__Reading passage__.
########
- Mozambique’s parliament has demanded the immediate closure of illegal mines in Manica province after mercury, lead, cadmium, and arsenic were found contaminating rivers and reservoirs supplying local drinking water.
- Investigators found both illegal and licensed mining operators violating environmental and labour standards.
- The parliamentary inquiry recommended stricter security and border controls, biometric registration for artisanal miners, and independent water-quality audits.
Mozambique’s parliament has called for the immediate shutdown of all illegal mining operations in the central province of Manica, after widespread mercury contamination was found in drinking water sources used by local communities.
The Parliamentary Commission of Inquiry (CPI), established in December 2025 after the country’s mineral resources inspectorate found that mining activity was poisoning the Revue river and Chicamba reservoir, presented its findings to the Assembly of the Republic on Saturday, 9 May.
Analyses of the affected waterways detected not only mercury, heavily used in artisanal gold washing, but also lead, cadmium, and arsenic.
Even licensed companies flout basic environmental standards, operating without waste containment systems or restoration plans, abandoning equipment on site, and breaching labour laws.
The findings take further a 2022 study by researchers at Mozambique’s Púnguè University, which found that constant burning of mercury in Manica had increased soil mercury concentrations. Mining has been polluting nearby rivers, including the Revue, which feeds directly into the Chicamba reservoir and the region’s water treatment plant.
In the Manica district alone (which has 338 small-scale mining sites, of which 288 are active), more than 10,000 people are estimated to be exposed to mercury through gold mining and refining activities; health effects include neurological damage, memory loss, personality change, and birth defects.
The problems associated with mineral governance in Mozambique are not new. In the northeastern Nampula province, criminal proceedings have been opened against four individuals allegedly involved in a deadly raid on a mining company in December. According to a local non-government organisation (NGO), more than 40 people died in the incident, the majority of them illegal miners, though this figure is still unconfirmed.
Mozambique loses an estimated $50 million annually to illegal trafficking in gold and precious stones, according to the Ministry of Mineral Resources and Energy.
Smuggling is also a serious concern, particularly in northern and central provinces, as a result of a weak border between Mozambique and Tanzania. In the northernmost Niassa province, 30 to 40 kilograms of Mozambique-produced gold are lost every month.
The CPI has recommended regular independent audits of water quality, with particular attention to fish stocks. The parliamentary report calls for a stepped-up military and security presence in mining zones, tighter controls on the smuggling of explosives and hazardous chemicals across borders, and the introduction of biometric registration for artisanal miners.
It also urges a national awareness campaign on the dangers of mercury and cyanide use.
The UNODC has previously warned that illicit mining proceeds feed into money laundering and terrorism financing networks, particularly in the conflict-affected north.
########
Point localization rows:
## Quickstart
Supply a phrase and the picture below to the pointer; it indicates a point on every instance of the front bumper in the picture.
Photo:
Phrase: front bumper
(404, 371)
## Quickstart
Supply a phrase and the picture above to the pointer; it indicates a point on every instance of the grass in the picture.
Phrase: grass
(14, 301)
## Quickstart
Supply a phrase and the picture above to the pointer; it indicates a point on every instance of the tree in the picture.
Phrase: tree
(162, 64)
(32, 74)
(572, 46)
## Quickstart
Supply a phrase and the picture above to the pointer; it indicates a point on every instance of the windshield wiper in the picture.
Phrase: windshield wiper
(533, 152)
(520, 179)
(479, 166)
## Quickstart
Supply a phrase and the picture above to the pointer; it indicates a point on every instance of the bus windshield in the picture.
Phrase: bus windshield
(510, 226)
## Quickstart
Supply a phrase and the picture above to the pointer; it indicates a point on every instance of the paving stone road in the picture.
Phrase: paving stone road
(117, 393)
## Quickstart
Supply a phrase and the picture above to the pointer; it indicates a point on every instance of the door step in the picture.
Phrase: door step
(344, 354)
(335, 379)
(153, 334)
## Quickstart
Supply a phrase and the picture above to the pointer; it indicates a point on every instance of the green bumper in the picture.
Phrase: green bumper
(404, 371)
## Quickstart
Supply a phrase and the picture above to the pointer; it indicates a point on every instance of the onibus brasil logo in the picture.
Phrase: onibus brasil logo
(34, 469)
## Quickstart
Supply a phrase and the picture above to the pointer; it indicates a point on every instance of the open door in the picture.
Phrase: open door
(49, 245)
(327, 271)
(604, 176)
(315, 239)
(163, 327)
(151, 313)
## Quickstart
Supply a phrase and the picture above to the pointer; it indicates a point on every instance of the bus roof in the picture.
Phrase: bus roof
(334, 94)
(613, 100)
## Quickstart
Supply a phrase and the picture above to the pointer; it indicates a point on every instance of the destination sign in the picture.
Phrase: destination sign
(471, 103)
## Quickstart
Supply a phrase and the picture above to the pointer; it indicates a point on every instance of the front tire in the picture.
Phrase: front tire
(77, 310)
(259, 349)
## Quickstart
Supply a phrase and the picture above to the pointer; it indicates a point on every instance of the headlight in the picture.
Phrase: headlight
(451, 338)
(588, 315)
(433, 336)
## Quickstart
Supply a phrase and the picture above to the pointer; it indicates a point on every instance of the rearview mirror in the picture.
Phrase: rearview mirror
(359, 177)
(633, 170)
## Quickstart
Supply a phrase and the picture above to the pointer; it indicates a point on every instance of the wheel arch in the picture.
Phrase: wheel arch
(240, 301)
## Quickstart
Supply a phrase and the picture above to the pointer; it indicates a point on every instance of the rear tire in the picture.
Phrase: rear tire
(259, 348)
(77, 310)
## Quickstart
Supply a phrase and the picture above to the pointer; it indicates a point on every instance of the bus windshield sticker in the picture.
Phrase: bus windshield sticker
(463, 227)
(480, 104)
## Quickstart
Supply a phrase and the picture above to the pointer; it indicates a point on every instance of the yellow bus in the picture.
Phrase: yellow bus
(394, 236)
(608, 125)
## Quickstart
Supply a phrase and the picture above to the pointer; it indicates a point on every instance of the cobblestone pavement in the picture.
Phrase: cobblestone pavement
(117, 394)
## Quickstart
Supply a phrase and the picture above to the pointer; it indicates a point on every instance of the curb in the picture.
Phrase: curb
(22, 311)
########
__Problem statement__. Reproduce the portion of the article on mining contamination in Mozambique starting with "Mozambique loses an" and going on through "for artisanal miners.". These rows have no connection to the article on mining contamination in Mozambique.

__Exercise output__.
Mozambique loses an estimated $50 million annually to illegal trafficking in gold and precious stones, according to the Ministry of Mineral Resources and Energy.
Smuggling is also a serious concern, particularly in northern and central provinces, as a result of a weak border between Mozambique and Tanzania. In the northernmost Niassa province, 30 to 40 kilograms of Mozambique-produced gold are lost every month.
The CPI has recommended regular independent audits of water quality, with particular attention to fish stocks. The parliamentary report calls for a stepped-up military and security presence in mining zones, tighter controls on the smuggling of explosives and hazardous chemicals across borders, and the introduction of biometric registration for artisanal miners.